Because I see so much "conflict metals" discussion when lithium is discussed, I would like to contribute that less than 3% of global lithium production takes place on small artisanal mines, in which place human rights abuse may occur.
Over 85% of lithium is produced by just 2 international corporations with large scale mines complying with multiple international regulation requirements.
> Over 85% of lithium is produced by just 2 international corporations
If I search google for this string, your post is the only one that comes up. How did you arrive at this figure?
In the history of industry, when has it ever been a positive indication that only two players control the majority of the supply?
Do these companies directly own the mines or are there partnerships and subsidiaries involved? What countries are they operating in? How long is the supply chain from the mine to the product?
How are water rights being managed? Is there correct oversight? Are any governments trading long term environmental damage for short term profits? What happens when the mines are depleted?
Albermarle - a Aussie company does about 1/3 of the worlds lithium mining.
SQM - a company out of Chile.
China - does the rest.
Each is responsible for ~ 1/3 of the worlds lithium production. Although SQM is on the downfall due to the referendum recently. And China is on the rise as companies like BYD are trying to really take over much of the larger lithium battery market, especially with EV cars but even laptops etc.
Most of this came from my own research for investment reasons.
Given this split at face value, then the inference that 85% of lithium is in compliance with international regulations is false. It would be at most 67%, and probably more like 33% in compliance actually.
Albemarle Corporation is an American specialty chemicals manufacturing company based in Charlotte, North Carolina. It operates 3 divisions: lithium (68.4% of 2022 revenues), bromine specialties (19.3% of 2022 revenues) and catalysts (12.3% of 2022 revenues).
It holds significant part ownership of Australian located Lithium mines (and mines in Chile):
> Talison Minerals Pty Ltd was a mining company based in Australia. It was split into Talison Lithium (as of 2020 a 51:49 jv between Tianqi Lithium and Albemarle Corporation)
and:
> Tianqi Lithium Corp is a Chinese mining and manufacturing company based in Sichuan.
Ero: mining of concentrates is carried on Australian (and Chilean) soil and subject to Australian mining regulations (some of the highest in the world ATM) with the refinment of concentrates being carried in Malaysia (high standards), Australia (high standards), some in China (various standards).
The point being that mineral resource ownership and regulation is a complicated layered business and your inference is sketchy at best.
If you're interested in learning more you can either study more on your own or subscribe to a mineral intelligence database, eg:
Well my comment is regarding who is doing the mining and more importantly where it’s being sourced.
Some have more regulations than others.
Chile has been looking to socialize its mining ops. So the international interests in their sources has waned a bit.
China does it cheaper but with far less concern about safety, environmental friendliness etc.

EXCERPTED DATA:
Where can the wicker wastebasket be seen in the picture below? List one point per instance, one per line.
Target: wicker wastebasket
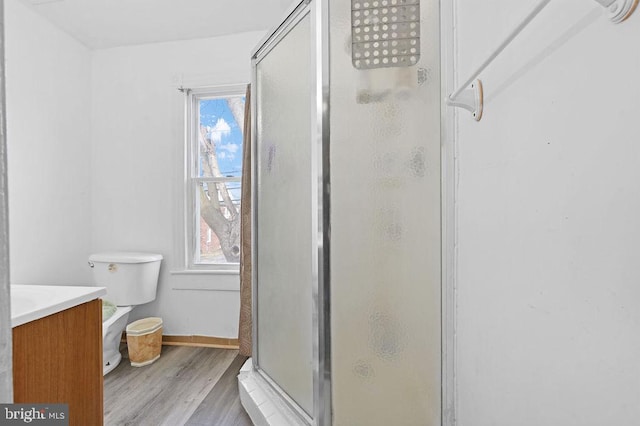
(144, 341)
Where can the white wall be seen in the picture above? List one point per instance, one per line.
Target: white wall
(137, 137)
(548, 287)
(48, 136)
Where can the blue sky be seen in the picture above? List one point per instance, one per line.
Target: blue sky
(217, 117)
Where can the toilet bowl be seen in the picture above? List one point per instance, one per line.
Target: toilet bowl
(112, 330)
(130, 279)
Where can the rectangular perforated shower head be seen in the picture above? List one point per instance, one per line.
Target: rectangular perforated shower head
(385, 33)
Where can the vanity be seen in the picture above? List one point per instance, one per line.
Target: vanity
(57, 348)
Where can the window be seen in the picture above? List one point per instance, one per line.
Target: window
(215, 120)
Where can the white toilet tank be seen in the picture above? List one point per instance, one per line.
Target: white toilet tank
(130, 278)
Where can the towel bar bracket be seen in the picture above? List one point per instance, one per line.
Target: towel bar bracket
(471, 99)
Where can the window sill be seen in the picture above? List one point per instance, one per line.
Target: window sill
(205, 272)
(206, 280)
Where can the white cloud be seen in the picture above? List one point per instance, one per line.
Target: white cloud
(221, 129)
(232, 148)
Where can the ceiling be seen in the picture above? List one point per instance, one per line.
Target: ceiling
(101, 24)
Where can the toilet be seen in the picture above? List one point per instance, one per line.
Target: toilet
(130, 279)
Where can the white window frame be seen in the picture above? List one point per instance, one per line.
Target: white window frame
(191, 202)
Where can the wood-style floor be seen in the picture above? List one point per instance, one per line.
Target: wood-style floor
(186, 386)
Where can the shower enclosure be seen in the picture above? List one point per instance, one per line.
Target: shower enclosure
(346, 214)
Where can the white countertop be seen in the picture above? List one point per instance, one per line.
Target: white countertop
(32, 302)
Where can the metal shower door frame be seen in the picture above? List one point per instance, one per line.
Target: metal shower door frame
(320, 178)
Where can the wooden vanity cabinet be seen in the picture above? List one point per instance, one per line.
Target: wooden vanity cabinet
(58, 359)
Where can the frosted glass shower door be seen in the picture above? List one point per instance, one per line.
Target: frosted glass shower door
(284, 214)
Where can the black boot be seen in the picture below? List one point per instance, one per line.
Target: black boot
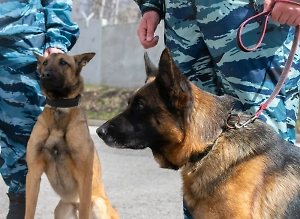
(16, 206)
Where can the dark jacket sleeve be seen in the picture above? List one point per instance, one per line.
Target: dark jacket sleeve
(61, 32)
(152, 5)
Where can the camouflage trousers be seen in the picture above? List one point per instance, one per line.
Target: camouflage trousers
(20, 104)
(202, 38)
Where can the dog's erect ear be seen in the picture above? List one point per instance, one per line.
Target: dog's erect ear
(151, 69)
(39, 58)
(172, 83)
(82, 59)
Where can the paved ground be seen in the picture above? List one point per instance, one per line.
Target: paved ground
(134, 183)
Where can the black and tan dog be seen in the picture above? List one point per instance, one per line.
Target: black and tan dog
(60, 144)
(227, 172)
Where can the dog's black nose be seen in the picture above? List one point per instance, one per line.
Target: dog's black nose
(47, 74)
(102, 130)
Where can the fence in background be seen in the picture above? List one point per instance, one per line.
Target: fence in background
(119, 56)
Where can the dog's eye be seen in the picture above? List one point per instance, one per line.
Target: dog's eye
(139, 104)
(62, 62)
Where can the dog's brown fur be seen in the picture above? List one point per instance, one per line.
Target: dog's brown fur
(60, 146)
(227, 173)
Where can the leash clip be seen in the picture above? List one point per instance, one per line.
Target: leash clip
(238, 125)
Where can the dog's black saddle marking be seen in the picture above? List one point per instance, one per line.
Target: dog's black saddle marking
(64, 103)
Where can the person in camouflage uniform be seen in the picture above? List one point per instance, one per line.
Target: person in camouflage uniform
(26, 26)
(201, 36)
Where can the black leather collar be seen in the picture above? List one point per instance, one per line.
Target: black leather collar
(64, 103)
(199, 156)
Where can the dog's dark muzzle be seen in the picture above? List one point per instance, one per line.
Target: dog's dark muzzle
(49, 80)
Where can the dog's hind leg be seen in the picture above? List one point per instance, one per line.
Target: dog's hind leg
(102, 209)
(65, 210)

WHAT THE EXERCISE ASKS: Return, word for word, the part of the lithium discussion from "Do these companies" to "worlds lithium mining.". The items were drawn from a separate source.

OUTPUT OF THE EXERCISE:
Do these companies directly own the mines or are there partnerships and subsidiaries involved? What countries are they operating in? How long is the supply chain from the mine to the product?
How are water rights being managed? Is there correct oversight? Are any governments trading long term environmental damage for short term profits? What happens when the mines are depleted?
Albermarle - a Aussie company does about 1/3 of the worlds lithium mining.